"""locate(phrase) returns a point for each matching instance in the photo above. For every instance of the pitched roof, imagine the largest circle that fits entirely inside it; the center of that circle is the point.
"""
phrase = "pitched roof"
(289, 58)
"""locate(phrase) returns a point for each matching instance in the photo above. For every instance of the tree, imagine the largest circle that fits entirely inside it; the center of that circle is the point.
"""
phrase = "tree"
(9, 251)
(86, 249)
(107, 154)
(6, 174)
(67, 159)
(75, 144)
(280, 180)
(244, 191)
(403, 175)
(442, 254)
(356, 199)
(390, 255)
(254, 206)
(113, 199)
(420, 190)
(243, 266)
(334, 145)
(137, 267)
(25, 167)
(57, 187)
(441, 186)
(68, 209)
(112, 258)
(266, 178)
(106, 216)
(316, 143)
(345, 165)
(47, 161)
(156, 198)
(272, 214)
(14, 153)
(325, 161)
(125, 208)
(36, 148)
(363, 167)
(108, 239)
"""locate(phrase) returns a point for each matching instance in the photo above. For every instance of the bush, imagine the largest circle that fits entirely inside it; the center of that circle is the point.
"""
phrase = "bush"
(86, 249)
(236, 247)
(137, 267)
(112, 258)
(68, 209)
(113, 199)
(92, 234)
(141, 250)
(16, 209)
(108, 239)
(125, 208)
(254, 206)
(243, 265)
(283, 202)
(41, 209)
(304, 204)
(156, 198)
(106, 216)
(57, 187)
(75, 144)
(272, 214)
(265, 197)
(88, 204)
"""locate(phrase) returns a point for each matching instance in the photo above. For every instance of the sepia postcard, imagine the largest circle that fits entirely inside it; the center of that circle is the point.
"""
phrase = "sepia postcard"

┄┄┄┄┄┄

Revise all of the material above so that each "instance" becomes "occurrence", leaving every other character unchanged.

"""locate(phrase) returns a point for each matching occurrence in the photo above. For every occurrence of the pitched roof, imagine the largest circle that fits entirely inside it; the center of that circle is the point.
"""
phrase = "pitched roof"
(289, 58)
"""locate(phrase) returns a point for each matching occurrence in the photo above. For every occurrence of the tree, imagine the largest circle that fits entirely inside it; the center of that circle is the point.
"""
phrase = "tree"
(9, 251)
(86, 249)
(107, 154)
(6, 174)
(67, 159)
(75, 144)
(280, 180)
(244, 191)
(403, 175)
(442, 254)
(356, 199)
(390, 255)
(254, 206)
(113, 199)
(420, 190)
(243, 266)
(334, 145)
(137, 267)
(25, 167)
(57, 187)
(441, 186)
(68, 209)
(112, 258)
(266, 178)
(106, 216)
(316, 143)
(345, 165)
(47, 161)
(156, 198)
(272, 214)
(14, 153)
(325, 161)
(125, 208)
(36, 148)
(363, 167)
(108, 239)
"""locate(phrase) returns a point for each matching occurrence in the photo above. For every occurrence of the bush, imagine the largest circle that fits entirely inside it; the center of that circle is the point.
"""
phrase = "bush"
(86, 249)
(236, 247)
(137, 267)
(112, 258)
(68, 209)
(113, 199)
(92, 234)
(141, 250)
(16, 209)
(108, 239)
(125, 208)
(254, 206)
(243, 265)
(283, 202)
(41, 209)
(304, 204)
(156, 198)
(106, 216)
(57, 187)
(75, 144)
(272, 214)
(265, 197)
(88, 204)
"""locate(phrase) returns a point for each matching occurrence in the photo above. For every occurrence of the sepia postcard, imagine the largest circle that fits entirely inside it; the center of that circle is the point.
"""
phrase = "sepia postcard"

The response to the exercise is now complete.